┌─ TEXT SEGMENT

Williams, the 27th overall pick in the 2018 draft, has missed the last 35 games due to a sore left hip. The team shut him down for two moths starting in early December hoping to combat the lingering issue, then ramped him up for much of February.

A scan Thursday showed no degradation from the recent uptick in activity and coach Brad Stevens said Friday that Williams has been cleared to return to play again. The team formally listed him as probable against the Rockets.

LIVE stream the Celtics all season and get the latest news and analysis on all of your teams from NBC Sports Boston by downloading the My Teams App.

So what can the Celtics reasonably expect from Williams?

Stevens said Williams would be “very limited for the first couple of games.” Williams, who was only averaging 14.2 minutes per game in 19 appearances earlier in the year, will undoubted display some rust but his adrenaline should carry him early. Stevens said that energy was evident at Friday’s practice.

└─

= TASK 1 =
According to the passage on the Celtics, how many games has Williams missed, and because of what injury?

┌─ RECORDS PROVIDED

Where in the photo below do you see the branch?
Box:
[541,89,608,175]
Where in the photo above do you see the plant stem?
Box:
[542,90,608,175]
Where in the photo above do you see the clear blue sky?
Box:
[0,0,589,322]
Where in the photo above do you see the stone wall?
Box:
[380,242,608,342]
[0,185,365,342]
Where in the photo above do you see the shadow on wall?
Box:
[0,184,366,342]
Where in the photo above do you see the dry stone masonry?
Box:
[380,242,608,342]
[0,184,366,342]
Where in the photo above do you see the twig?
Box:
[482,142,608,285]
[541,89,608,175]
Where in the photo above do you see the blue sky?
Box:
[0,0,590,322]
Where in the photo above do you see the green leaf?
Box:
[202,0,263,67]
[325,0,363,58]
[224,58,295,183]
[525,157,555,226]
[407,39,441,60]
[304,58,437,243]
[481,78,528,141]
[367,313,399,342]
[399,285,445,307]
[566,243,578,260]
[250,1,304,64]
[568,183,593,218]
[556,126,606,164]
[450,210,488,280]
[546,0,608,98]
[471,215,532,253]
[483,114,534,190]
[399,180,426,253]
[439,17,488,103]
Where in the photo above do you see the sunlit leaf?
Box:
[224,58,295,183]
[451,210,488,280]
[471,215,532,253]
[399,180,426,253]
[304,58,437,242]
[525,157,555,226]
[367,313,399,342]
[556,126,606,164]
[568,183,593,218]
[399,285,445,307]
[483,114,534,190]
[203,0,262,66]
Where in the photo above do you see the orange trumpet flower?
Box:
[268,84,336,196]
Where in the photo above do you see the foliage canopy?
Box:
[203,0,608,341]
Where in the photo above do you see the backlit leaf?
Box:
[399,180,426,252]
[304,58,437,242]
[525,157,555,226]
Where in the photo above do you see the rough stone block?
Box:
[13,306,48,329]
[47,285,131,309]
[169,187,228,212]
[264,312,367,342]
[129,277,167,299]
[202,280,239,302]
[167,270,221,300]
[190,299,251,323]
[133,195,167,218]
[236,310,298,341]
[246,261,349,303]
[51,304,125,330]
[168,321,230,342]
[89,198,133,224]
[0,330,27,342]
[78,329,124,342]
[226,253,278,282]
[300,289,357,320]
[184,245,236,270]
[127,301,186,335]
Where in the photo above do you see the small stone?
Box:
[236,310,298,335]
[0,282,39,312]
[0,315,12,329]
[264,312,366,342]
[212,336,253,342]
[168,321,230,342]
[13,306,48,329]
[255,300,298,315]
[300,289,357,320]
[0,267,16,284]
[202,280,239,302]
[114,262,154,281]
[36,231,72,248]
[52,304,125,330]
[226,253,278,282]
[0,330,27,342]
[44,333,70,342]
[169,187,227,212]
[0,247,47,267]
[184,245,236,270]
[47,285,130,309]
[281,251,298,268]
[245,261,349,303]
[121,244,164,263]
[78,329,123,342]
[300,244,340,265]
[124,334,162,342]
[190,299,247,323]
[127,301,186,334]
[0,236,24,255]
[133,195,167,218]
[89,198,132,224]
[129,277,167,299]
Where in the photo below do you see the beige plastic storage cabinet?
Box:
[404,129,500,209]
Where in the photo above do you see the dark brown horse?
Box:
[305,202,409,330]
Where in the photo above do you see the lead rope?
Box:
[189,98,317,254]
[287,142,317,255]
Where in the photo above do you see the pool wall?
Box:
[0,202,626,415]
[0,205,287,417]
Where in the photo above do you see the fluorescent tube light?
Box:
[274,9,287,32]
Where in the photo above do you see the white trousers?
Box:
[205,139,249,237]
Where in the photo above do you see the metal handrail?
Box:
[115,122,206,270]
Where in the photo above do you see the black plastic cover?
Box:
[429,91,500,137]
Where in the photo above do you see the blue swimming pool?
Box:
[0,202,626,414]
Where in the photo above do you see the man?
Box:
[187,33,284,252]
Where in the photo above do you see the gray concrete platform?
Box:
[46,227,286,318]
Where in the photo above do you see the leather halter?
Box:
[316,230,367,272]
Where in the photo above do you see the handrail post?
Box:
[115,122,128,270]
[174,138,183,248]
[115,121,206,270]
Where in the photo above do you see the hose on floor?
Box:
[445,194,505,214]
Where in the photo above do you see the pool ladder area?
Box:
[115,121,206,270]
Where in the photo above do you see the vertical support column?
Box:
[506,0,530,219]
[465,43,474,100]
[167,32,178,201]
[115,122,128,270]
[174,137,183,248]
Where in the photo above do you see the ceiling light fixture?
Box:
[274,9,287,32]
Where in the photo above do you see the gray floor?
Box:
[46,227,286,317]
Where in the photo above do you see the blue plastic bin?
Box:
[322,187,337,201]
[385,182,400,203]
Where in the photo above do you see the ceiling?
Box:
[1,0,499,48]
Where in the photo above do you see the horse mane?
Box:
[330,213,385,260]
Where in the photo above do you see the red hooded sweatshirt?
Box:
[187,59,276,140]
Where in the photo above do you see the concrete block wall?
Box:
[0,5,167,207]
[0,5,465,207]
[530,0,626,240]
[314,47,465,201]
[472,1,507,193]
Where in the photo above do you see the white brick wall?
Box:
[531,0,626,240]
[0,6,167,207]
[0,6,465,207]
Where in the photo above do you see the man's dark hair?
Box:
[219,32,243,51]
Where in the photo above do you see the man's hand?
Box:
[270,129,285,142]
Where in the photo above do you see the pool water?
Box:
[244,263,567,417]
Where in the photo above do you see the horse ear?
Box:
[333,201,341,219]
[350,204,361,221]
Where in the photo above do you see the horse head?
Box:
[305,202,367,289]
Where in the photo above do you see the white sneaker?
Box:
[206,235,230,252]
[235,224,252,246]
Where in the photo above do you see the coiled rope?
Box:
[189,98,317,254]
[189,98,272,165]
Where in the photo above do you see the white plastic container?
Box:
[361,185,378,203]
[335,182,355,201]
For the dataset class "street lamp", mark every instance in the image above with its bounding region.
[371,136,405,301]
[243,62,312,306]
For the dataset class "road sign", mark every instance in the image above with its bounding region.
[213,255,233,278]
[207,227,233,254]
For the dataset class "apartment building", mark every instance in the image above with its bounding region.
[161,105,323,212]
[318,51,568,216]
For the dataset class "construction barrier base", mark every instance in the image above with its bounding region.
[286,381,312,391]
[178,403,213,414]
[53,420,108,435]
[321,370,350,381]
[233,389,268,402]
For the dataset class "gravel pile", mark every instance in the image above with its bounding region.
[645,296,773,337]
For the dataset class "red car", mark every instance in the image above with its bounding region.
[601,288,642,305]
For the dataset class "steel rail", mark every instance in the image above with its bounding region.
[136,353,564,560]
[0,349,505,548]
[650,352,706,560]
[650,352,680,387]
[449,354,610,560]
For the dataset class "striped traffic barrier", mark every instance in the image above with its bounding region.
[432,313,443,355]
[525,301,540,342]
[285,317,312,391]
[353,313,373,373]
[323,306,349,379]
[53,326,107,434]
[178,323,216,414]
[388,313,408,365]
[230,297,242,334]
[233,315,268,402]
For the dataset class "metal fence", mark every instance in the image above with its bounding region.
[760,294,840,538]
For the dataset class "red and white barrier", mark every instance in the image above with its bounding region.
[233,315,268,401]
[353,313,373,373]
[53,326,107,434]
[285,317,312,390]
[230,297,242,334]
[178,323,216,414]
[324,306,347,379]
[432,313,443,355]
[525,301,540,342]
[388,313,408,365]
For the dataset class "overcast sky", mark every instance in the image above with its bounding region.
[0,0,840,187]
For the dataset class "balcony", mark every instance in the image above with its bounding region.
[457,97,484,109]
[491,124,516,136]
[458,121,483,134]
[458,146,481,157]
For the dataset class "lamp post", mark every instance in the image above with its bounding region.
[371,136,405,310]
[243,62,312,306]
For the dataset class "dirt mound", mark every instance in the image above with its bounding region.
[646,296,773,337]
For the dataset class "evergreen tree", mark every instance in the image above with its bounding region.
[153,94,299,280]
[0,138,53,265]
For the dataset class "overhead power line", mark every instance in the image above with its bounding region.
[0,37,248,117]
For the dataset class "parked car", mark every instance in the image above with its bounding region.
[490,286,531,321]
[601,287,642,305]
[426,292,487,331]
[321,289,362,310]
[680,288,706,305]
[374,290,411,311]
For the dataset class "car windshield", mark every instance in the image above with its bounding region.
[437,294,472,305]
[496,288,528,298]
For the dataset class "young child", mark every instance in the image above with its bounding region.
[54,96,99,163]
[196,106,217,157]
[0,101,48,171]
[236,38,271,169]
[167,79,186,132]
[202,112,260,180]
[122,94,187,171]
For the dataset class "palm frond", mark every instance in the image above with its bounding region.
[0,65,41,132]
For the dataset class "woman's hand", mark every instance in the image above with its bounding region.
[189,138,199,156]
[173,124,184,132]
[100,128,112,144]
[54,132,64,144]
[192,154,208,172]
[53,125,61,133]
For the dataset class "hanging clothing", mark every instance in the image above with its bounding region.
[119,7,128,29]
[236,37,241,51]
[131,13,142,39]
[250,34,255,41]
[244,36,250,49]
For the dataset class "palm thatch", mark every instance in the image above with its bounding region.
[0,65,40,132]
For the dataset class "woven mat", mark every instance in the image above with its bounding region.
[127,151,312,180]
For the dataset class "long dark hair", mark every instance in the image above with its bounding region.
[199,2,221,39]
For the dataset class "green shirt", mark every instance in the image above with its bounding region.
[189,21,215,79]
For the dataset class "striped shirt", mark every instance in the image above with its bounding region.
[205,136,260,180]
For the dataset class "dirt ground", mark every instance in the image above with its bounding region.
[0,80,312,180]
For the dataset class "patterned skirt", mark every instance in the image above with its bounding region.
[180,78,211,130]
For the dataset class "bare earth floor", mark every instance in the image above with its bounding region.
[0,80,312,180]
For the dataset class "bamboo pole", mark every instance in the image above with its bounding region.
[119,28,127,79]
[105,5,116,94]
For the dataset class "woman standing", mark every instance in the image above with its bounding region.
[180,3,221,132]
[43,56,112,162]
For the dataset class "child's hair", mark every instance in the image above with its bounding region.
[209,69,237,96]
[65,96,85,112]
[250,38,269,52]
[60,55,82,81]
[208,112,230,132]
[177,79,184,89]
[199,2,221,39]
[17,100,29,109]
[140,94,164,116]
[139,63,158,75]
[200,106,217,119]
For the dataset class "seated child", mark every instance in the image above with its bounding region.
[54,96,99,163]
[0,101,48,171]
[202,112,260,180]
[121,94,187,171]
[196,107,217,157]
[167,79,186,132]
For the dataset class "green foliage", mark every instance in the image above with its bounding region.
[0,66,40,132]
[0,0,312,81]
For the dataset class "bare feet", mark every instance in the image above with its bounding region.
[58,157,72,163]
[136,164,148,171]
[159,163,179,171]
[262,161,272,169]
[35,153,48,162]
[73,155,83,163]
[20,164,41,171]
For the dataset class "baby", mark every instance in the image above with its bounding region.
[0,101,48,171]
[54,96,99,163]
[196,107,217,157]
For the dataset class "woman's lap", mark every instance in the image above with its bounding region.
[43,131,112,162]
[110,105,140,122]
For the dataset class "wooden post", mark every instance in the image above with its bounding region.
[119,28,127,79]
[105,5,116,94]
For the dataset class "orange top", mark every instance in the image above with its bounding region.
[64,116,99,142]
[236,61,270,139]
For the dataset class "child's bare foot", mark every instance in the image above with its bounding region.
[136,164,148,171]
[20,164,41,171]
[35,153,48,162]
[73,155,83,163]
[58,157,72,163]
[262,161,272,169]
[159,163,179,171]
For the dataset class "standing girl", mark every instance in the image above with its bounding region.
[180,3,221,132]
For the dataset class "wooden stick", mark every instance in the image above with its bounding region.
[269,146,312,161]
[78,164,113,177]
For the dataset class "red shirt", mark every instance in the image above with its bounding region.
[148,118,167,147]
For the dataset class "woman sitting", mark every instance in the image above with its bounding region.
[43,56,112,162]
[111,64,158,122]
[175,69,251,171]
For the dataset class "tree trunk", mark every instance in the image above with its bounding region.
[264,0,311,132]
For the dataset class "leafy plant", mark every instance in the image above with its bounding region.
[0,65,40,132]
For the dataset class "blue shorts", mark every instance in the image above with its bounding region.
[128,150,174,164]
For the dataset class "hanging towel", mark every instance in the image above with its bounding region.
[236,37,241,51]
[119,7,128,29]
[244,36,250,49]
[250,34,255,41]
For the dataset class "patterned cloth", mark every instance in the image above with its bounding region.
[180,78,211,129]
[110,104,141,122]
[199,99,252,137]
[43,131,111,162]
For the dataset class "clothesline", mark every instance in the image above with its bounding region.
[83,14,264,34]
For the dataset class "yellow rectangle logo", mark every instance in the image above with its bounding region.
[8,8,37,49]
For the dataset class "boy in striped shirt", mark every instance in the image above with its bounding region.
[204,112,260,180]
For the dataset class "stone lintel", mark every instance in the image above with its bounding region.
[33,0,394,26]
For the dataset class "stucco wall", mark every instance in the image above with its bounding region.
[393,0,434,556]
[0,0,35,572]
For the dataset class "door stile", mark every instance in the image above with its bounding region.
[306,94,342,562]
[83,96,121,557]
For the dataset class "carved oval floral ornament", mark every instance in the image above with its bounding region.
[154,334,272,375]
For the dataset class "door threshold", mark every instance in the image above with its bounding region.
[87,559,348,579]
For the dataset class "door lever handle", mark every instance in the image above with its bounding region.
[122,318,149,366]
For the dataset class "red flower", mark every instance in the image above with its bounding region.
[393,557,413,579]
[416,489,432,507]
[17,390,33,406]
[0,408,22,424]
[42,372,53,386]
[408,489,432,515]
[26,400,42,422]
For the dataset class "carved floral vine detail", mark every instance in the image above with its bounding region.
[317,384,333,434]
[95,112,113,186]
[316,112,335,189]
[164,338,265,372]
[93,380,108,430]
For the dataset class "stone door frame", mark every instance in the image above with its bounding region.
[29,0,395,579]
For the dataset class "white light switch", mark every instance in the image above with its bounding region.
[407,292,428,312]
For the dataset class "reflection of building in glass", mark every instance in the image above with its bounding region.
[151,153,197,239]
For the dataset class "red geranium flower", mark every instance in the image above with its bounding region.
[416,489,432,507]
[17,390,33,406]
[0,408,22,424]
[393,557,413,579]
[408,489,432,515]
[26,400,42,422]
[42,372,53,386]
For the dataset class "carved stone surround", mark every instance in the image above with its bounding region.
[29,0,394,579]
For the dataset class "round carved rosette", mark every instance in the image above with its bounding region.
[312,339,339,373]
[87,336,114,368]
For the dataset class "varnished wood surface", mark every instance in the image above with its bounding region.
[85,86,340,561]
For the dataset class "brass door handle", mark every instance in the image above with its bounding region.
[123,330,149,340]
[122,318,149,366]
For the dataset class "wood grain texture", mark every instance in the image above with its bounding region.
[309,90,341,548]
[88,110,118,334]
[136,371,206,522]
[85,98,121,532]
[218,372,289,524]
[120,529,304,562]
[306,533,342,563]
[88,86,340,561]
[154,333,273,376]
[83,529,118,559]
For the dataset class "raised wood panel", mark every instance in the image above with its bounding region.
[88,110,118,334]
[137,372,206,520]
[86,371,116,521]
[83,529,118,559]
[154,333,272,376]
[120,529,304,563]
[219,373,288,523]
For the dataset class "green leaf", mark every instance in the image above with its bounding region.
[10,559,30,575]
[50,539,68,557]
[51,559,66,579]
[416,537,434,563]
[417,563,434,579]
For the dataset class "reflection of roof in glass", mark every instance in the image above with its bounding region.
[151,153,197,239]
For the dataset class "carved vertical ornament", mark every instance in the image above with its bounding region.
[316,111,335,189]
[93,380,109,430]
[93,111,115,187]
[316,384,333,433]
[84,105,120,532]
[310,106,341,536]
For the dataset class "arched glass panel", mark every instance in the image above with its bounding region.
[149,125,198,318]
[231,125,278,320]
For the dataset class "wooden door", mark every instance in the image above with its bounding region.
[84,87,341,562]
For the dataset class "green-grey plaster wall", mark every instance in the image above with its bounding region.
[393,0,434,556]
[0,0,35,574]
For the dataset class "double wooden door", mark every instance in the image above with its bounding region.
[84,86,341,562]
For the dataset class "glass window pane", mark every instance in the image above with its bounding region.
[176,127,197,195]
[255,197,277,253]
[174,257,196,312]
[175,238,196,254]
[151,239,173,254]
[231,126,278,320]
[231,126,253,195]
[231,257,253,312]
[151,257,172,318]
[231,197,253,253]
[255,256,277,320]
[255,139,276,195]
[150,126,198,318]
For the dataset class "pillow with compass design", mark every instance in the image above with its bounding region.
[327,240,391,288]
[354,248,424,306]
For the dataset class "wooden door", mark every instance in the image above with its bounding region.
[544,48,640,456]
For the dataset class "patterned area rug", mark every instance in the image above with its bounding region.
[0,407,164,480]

└─

= TASK 2 =
From the rows, copy out again the lines starting with the line that contains "Where in the photo above do you see the stone" and going on through the line that contains "[439,17,488,103]", both included.

= EXERCISE ANSWER 1 =
He has missed the last 35 games because of a sore left hip.

= EXERCISE ANSWER 2 =
Where in the photo above do you see the stone wall?
Box:
[380,242,608,342]
[0,185,365,342]
Where in the photo above do you see the shadow on wall?
Box:
[0,184,366,342]
Where in the photo above do you see the dry stone masonry?
Box:
[380,242,608,342]
[0,184,366,342]
Where in the photo above do you see the twig?
Box:
[482,142,608,285]
[541,89,608,175]
Where in the photo above do you see the blue sky?
Box:
[0,0,590,322]
Where in the photo above do you see the green leaf?
Box:
[202,0,263,67]
[325,0,363,58]
[224,58,295,183]
[525,157,555,226]
[407,39,441,60]
[304,58,437,243]
[481,78,528,141]
[367,313,399,342]
[399,285,445,307]
[566,243,578,260]
[250,1,304,64]
[568,183,593,218]
[556,126,606,164]
[450,210,488,280]
[546,0,608,98]
[471,215,532,253]
[483,114,534,190]
[399,180,426,253]
[439,17,488,103]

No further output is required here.